_Consignes:_
1. Recopiez le texte sur le départ du locataire en commençant par « Pour commencer, la » et en allant jusqu'à « voisins l’entendent-ils ? ».
2. Dans le texte sur le départ du locataire, quels moyens d'introduction dans le domicile d'autrui l'article 226-4 du Code pénal cité énumère-t-il ?
3. Poursuivez le texte sur le départ du locataire à partir de la dernière phrase donnée.

_Texte fourni:_
***

Il n’a pas donné congé, n’a pas rendu les clés, ne répond pas au téléphone : le locataire semble parti et, cerise sur le gâteau, ne vous paye plus les loyers et charges mensuels. Que dit la loi ?
Pour commencer, la procédure que j’aborde ici s’applique exclusivement aux contrats de location régis par la loi du 06 juillet 1989 (hors bail meublé, bail professionnel et bail commercial). Sachez qu’il est INTERDIT de vérifier par vous-même dans le logement si le locataire est parti, s’il a laissé des affaires sur place par exemple… Pour vous passer l’envie, je vous cite l’article 226-4 du Code pénal : “L’introduction dans le domicile d’autrui à l’aide de manoeuvres, menaces, voies de fait ou contrainte, hors les cas où la loi le permet, est puni d’un an d’emprisonnement et de 15 000 euros d’amende.” En revanche, soyez attentifs aux indices de départ : la boîte aux lettres déborde-t-elle ? Les consommations des compteurs énergétiques, s’ils sont accessibles depuis les communs, ont-elles bougé ? Les voisins l’entendent-ils ?

***

_Éléments de données:_
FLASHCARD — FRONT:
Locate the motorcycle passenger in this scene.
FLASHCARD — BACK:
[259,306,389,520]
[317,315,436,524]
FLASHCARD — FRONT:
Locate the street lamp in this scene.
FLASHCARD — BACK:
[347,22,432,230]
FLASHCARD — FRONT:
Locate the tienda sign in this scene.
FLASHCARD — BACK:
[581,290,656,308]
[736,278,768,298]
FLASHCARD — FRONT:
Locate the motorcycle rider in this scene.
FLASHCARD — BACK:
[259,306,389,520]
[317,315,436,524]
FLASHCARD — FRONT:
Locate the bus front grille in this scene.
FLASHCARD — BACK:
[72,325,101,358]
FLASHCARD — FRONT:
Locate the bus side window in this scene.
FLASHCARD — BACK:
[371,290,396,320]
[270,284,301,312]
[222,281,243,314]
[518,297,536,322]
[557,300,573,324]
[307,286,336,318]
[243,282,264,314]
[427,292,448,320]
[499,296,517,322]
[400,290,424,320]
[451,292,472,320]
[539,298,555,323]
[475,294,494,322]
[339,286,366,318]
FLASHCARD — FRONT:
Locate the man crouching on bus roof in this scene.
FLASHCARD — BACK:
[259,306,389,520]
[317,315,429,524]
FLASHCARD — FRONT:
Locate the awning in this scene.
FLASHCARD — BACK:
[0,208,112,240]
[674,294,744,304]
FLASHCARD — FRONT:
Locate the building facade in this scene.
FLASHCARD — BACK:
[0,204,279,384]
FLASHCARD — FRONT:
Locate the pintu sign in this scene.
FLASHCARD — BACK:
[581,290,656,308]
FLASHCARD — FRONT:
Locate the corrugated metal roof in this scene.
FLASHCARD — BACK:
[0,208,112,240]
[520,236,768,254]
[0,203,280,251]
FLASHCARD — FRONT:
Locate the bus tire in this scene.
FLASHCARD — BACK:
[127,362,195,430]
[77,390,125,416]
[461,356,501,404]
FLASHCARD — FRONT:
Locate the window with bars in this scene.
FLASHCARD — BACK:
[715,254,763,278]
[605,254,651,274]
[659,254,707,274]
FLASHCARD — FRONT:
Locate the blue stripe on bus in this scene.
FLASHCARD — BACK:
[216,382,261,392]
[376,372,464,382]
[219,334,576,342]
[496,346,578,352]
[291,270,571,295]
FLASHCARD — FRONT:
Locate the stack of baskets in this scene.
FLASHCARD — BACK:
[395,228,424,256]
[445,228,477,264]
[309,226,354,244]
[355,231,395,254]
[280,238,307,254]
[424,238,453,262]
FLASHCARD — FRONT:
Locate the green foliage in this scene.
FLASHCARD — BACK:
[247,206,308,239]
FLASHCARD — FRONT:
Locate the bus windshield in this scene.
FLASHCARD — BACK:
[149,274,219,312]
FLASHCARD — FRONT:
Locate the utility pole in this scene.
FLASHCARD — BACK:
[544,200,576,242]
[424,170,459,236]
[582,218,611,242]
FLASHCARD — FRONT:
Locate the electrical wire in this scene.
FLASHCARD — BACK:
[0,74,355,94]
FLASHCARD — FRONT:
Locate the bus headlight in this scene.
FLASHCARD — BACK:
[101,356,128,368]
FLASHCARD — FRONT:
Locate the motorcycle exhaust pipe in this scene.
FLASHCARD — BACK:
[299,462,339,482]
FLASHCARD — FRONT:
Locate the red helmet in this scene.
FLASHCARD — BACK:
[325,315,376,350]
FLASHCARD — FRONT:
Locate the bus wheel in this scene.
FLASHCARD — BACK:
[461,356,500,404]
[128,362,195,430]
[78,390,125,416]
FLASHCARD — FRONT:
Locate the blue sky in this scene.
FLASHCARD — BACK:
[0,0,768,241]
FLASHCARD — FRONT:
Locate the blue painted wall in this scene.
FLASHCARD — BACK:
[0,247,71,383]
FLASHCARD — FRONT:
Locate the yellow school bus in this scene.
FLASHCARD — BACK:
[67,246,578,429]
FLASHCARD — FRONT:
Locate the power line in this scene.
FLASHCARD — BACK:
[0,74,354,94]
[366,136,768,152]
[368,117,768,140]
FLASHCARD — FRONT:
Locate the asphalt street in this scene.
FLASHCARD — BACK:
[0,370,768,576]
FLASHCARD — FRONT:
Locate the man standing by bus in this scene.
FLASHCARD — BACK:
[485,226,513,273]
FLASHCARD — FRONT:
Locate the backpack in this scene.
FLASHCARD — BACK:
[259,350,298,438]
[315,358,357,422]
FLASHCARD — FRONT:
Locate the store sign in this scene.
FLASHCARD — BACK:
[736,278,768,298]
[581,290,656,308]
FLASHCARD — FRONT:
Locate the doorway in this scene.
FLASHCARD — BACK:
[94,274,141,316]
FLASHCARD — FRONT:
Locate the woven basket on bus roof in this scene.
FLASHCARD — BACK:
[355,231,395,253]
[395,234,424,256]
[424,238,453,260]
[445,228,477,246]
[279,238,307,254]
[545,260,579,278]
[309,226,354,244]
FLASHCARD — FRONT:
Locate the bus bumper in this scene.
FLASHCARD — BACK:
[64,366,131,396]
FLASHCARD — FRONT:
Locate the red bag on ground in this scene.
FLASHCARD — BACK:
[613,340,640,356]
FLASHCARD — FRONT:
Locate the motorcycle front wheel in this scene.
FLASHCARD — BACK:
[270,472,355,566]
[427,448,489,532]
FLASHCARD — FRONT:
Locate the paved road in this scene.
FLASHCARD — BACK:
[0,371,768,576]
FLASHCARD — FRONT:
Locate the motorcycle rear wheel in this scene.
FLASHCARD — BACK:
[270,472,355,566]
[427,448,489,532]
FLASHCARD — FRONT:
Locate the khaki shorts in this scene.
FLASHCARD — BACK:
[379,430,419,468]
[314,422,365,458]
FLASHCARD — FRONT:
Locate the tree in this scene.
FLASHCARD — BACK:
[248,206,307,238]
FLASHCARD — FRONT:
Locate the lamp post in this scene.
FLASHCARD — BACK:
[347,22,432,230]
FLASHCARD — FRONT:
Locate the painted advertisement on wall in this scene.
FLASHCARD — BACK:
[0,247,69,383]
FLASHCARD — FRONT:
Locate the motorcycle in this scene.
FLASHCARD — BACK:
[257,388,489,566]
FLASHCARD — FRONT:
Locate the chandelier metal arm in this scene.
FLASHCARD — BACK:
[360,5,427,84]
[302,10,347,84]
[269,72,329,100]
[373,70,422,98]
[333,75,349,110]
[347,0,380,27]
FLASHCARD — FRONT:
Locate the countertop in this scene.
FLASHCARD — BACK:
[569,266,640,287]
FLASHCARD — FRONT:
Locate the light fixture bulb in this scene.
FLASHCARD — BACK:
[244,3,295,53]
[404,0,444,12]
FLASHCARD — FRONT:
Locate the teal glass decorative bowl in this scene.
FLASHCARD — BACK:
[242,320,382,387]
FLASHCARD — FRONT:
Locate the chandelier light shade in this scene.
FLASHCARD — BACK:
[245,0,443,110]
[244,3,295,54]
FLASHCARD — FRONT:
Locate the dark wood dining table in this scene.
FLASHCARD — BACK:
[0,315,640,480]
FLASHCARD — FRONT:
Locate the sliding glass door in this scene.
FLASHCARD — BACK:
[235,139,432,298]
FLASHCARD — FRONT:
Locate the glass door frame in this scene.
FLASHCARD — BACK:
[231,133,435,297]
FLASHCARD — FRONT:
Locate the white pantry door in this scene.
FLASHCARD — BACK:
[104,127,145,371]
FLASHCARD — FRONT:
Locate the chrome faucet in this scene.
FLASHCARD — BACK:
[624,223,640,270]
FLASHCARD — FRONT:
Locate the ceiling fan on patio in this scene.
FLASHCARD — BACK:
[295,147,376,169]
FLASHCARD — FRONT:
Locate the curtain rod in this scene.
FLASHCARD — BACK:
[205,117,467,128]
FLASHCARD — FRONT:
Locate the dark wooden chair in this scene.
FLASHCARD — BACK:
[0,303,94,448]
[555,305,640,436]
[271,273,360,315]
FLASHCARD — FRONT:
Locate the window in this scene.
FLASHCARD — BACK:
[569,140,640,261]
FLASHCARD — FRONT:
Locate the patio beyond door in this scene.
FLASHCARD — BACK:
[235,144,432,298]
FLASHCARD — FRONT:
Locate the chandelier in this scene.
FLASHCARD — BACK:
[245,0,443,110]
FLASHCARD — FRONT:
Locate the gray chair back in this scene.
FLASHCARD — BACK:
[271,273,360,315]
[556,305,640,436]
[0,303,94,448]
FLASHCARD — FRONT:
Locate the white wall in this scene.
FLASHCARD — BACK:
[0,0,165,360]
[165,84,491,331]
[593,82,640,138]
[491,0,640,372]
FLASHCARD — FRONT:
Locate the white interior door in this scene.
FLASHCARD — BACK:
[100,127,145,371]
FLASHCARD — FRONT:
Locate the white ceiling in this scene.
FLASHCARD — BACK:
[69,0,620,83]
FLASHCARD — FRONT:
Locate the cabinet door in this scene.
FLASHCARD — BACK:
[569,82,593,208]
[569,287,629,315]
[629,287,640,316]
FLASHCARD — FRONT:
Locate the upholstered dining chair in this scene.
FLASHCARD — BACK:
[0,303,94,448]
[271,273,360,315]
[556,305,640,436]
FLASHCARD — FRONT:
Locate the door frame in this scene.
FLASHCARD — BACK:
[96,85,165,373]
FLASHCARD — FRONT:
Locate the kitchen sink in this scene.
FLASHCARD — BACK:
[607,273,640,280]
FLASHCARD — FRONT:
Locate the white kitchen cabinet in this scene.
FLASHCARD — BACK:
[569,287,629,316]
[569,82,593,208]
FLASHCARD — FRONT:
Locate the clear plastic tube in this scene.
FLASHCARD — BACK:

***

_Résultats:_
1.
Pour commencer, la procédure que j’aborde ici s’applique exclusivement aux contrats de location régis par la loi du 06 juillet 1989 (hors bail meublé, bail professionnel et bail commercial). Sachez qu’il est INTERDIT de vérifier par vous-même dans le logement si le locataire est parti, s’il a laissé des affaires sur place par exemple… Pour vous passer l’envie, je vous cite l’article 226-4 du Code pénal : “L’introduction dans le domicile d’autrui à l’aide de manoeuvres, menaces, voies de fait ou contrainte, hors les cas où la loi le permet, est puni d’un an d’emprisonnement et de 15 000 euros d’amende.” En revanche, soyez attentifs aux indices de départ : la boîte aux lettres déborde-t-elle ? Les consommations des compteurs énergétiques, s’ils sont accessibles depuis les communs, ont-elles bougé ? Les voisins l’entendent-ils ?

2. manoeuvres, menaces, voies de fait, contrainte

3.
Vous pourriez toujours solliciter par requête, adressée au tribunal judiciaire du lieu de situation de l’immeuble loué, l’autorisation de rentrer dans le logement “pour voir”, mais ça n’a aucune utilité. Ici, on parle entre personnes qui cherchent des solutions efficaces.
Demander (et obtenir) ainsi une ordonnance sur requête est gratuit, OK. Mais comment prouver ce que vous y avez vu ? Le juge ne laissera pas le propriétaire rentrer s’il n’a pas une motivation sérieuse (fenêtre ouverte en plein hiver, dégât des eaux, odeur suspecte…).Surtout, il vous accordera cette autorisation d’autant plus “volontiers” qu’un huissier de justice vous accompagne pour dresser procès-verbal de constat, en présence de la police ou de la gendarmerie et d’un serrurier (oui, je vous rappelle que le double des clés que vous avez gardé, c’est aussi interdit !), le tout à vos frais.
Coût : comptez autour de 500,00 Euros, selon le coût du serrurier, les honoraires de l’huissier de justice, l’indemnisation de la police (19,80 Euros).
Résultat : néant.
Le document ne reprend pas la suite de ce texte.